• [Short exercise] Which lines of the entries below contain the string "body"? Pick out and copy each such line, treating uppercase and lowercase as different.

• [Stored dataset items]
-- Begin --

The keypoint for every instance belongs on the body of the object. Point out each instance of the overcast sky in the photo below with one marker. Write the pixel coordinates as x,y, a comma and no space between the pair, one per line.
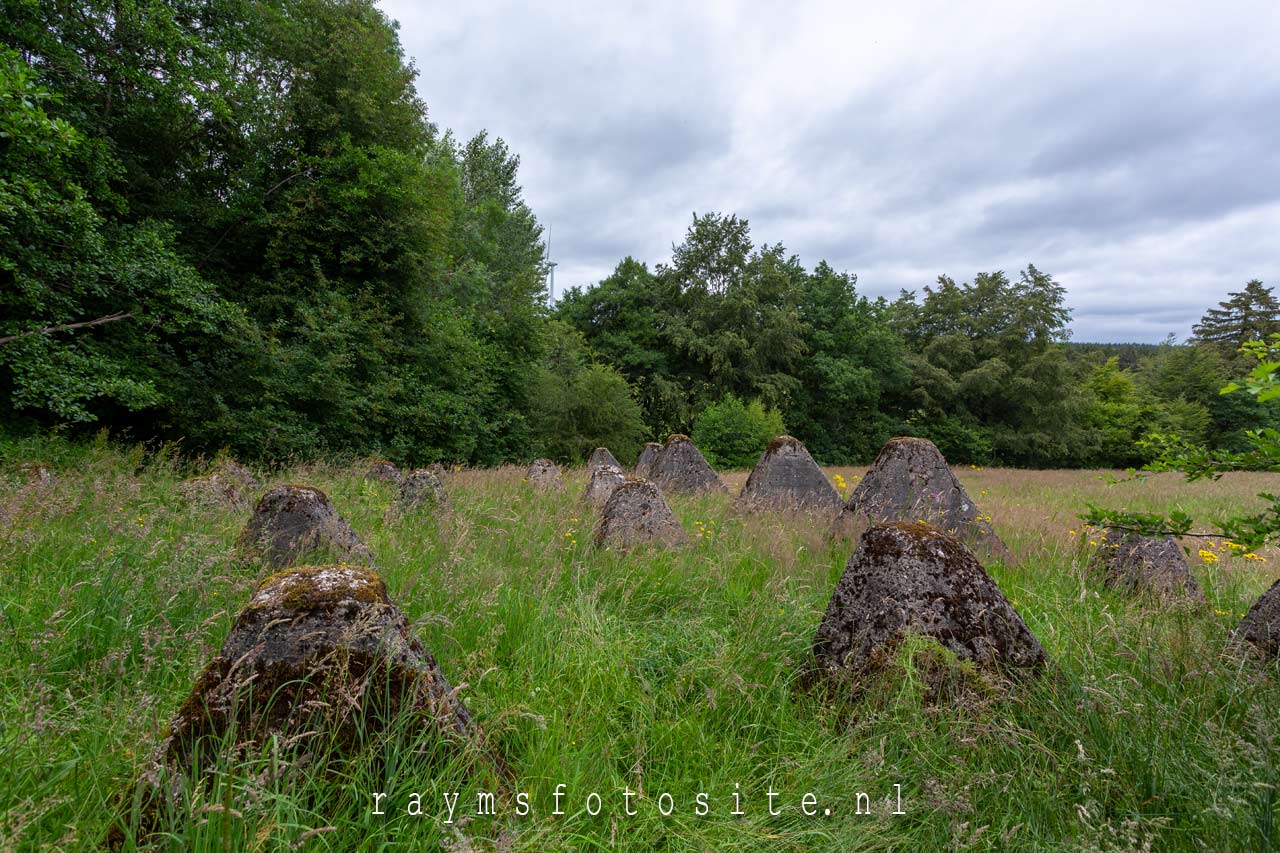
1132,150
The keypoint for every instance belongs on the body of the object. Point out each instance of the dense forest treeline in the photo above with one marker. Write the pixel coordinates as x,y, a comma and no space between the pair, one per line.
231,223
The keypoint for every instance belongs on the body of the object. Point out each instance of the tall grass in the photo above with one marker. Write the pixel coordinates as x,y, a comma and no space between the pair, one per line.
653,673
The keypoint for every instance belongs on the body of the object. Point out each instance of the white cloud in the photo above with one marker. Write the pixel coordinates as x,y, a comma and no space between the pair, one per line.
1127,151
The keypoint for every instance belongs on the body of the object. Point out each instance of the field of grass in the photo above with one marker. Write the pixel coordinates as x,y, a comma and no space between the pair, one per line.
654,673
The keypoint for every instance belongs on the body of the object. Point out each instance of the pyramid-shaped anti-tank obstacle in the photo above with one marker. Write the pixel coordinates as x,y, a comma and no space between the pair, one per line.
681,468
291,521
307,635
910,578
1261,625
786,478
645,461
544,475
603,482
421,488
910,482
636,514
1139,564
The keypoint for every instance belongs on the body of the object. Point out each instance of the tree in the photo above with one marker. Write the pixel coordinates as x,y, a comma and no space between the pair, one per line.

-- End --
-- Begin --

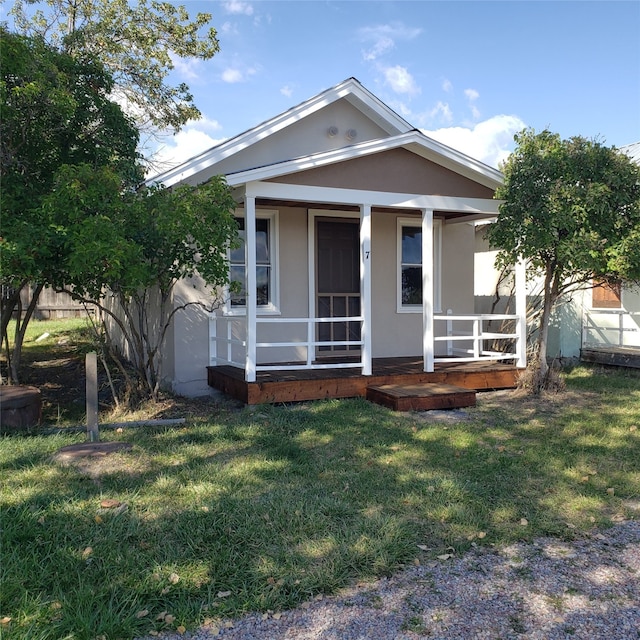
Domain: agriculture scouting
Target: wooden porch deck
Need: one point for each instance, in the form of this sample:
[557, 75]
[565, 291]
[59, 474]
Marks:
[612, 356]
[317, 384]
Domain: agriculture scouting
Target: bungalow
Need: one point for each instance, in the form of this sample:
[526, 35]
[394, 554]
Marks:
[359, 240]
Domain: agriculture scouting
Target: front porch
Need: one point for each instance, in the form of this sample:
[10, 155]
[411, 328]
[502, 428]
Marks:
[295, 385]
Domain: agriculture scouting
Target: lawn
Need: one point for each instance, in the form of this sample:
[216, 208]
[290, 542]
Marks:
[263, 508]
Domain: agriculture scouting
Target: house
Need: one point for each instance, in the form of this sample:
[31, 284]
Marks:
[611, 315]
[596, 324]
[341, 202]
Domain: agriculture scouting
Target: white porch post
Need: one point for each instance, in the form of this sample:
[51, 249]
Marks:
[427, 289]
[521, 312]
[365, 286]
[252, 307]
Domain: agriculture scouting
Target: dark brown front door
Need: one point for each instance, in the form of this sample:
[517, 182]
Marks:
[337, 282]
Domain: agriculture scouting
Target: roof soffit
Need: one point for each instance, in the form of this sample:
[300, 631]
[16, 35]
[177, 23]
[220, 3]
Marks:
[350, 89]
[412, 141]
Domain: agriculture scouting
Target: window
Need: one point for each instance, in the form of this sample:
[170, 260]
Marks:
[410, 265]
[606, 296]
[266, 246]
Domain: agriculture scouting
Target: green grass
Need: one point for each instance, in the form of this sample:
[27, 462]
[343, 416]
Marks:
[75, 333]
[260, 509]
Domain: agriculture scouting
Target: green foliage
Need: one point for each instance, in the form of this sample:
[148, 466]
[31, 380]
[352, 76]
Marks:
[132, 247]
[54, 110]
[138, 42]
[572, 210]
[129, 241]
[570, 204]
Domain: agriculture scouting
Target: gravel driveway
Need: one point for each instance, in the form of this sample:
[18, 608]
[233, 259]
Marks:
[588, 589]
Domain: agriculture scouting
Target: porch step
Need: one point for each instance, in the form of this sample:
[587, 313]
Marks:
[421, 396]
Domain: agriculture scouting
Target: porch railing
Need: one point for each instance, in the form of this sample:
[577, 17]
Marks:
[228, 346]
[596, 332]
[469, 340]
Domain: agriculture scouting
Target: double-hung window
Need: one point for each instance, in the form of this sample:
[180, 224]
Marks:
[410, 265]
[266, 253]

-- End --

• [Exercise solution]
The keypoint for every instance belongs on the body of the object. Point out each instance of the overcast sky in the photo below with one marker. Write the pixel coordinates as x,y, a comma and no space between the pair, one per line.
The keypoint for every instance belongs on the body of the object. Point out each instance of the dense forest treeline in the photo above with one marker. Write the pixel coordinates as x,y, a comma and no space between the pair, one per line.
The keypoint for every instance belongs on the body of the object. Point out each instance of the tall grass in the photo above with one marker. Write the pixel coordinates as x,y, a comma and no space between the pair, one per line.
The keypoint for every instance belongs on the body of the object. Point out each instance of the white cloud in the photo above with one marker. Write the pixel coordinates as x,y, a comma and no space between the pair, one per line.
The keypoint for every instance belongs on the body of the object. Point out each instance of the field of grass in the photo above with one marker. Write the pixel coordinates as x,y, a comma and no space between the pair, one per line.
The keypoint for every instance belongs on the body of the object. Point out each instance of the pyramid-shaped anti-tank obstacle in the photo above with one marker. Write the pixel coordinates as x,y, a comma and no space between the pair, one per line.
The keypoint for every instance belongs on the body of the object. Point out each instance of the tree in the photo above with one marker. Write the pixel coordinates as x,y, a comma and no space between the pair, one per line.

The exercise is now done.